*Your instructions*
Please copy every line below word for word, keeping each character, number, and line break unchanged.

*Source material*

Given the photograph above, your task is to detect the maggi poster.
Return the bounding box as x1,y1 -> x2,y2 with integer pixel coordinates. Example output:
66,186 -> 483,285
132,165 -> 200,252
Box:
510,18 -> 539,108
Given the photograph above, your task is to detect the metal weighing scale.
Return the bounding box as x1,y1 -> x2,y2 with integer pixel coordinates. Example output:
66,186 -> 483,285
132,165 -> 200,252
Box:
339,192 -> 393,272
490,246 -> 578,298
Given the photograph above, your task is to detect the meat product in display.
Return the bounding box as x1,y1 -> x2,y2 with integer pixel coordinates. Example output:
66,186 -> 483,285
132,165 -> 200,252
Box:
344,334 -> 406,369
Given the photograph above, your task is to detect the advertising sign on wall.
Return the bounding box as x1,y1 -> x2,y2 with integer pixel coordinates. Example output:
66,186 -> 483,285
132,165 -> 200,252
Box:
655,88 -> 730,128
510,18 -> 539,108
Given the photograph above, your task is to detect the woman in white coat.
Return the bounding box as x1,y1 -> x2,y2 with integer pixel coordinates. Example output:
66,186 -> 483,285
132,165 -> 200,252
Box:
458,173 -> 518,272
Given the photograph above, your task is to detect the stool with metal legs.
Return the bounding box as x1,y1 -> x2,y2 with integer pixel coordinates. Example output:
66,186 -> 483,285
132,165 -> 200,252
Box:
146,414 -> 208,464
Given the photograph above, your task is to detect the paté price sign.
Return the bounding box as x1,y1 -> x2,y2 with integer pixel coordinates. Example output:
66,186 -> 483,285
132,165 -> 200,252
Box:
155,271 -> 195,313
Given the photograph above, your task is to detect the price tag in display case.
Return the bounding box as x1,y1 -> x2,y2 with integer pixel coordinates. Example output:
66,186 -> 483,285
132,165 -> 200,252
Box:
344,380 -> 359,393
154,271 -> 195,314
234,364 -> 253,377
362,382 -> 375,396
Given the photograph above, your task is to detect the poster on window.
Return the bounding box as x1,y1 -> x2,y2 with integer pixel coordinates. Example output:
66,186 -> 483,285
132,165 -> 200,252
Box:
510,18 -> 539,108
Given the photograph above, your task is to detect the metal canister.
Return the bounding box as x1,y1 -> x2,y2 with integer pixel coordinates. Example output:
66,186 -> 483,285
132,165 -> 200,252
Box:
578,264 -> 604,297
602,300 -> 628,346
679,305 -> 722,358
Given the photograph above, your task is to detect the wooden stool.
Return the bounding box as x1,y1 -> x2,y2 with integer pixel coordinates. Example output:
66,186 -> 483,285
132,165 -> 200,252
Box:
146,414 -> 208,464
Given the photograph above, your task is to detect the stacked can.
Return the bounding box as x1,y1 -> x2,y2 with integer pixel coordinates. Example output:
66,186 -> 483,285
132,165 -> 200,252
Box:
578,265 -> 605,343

*Written reply*
Given the photograph above, your task is to detect the maggi poster.
Return the bounding box as x1,y1 -> x2,y2 with integer pixel coordinates. Example output:
66,186 -> 483,285
132,165 -> 200,252
Box:
510,18 -> 539,108
Given the photograph above, your task is to detect the metal weighing scale.
Return the bounding box as x1,y1 -> x2,y2 with integer pixel coordinates. Example output:
66,186 -> 483,285
132,165 -> 200,252
Box:
339,192 -> 393,272
490,246 -> 578,298
Given the photograph above, your task is to detect the meat product in display.
Return the bounding box as x1,y1 -> x2,y2 with integer pixel coordinates. Example output:
66,186 -> 483,285
132,165 -> 200,252
Box:
344,334 -> 406,369
Given the photograph above, your task is to detect the advertising sign on wall.
Return the bounding box as x1,y1 -> x2,y2 with integer pixel coordinates. Example output:
66,186 -> 483,285
132,165 -> 200,252
Box:
655,88 -> 730,128
510,18 -> 539,108
Given the photograph above, your task is to detect the woman in white coat.
Return the bounding box as x1,y1 -> x2,y2 with integer pixel coordinates. Example output:
66,186 -> 483,285
132,165 -> 200,252
Box:
458,173 -> 518,272
Given the photograph above, your task is to detect the stool with metal legs.
Return the bounding box as x1,y1 -> x2,y2 with integer pixel coordinates. Example output:
66,186 -> 483,285
132,165 -> 200,252
Box:
146,414 -> 208,464
Given the photograph above, your task is to detect the paté price sign.
Return the bounding box as x1,y1 -> x2,y2 with integer pixel coordinates. Example output:
66,186 -> 483,285
132,165 -> 200,252
Box:
155,271 -> 195,313
Given the photograph above, your task is to detect the price tag in display case.
Return the bounding box as x1,y1 -> x2,y2 with integer pixel coordinates. Example output:
66,186 -> 483,285
132,165 -> 200,252
Box:
344,380 -> 359,393
154,271 -> 195,314
234,364 -> 253,377
362,382 -> 375,396
Given the photograph above, your task is to detect the poster on window.
Return the bounding box as x1,y1 -> x2,y2 with integer pixel coordinates. Example output:
66,186 -> 483,285
132,165 -> 200,252
Box:
510,18 -> 539,108
Given the photograph above, your task is to detect the metal canister.
Return the bounding box as x1,y1 -> x2,y2 with integer pixel coordinates. Example output:
66,186 -> 483,285
132,165 -> 200,252
Box:
578,264 -> 604,297
602,300 -> 628,346
679,305 -> 722,358
Given the photograph above, your task is to detect the wooden stool.
Return the bounding box as x1,y1 -> x2,y2 with integer pixel coordinates. Example output:
66,186 -> 483,285
132,165 -> 200,252
Box:
146,414 -> 208,464
Given the photograph above, your task is to detect the stacked can.
Return the bounding box as x1,y1 -> x2,y2 with integer pixel coordinates. Example output:
66,186 -> 483,285
132,165 -> 200,252
Box:
578,265 -> 605,343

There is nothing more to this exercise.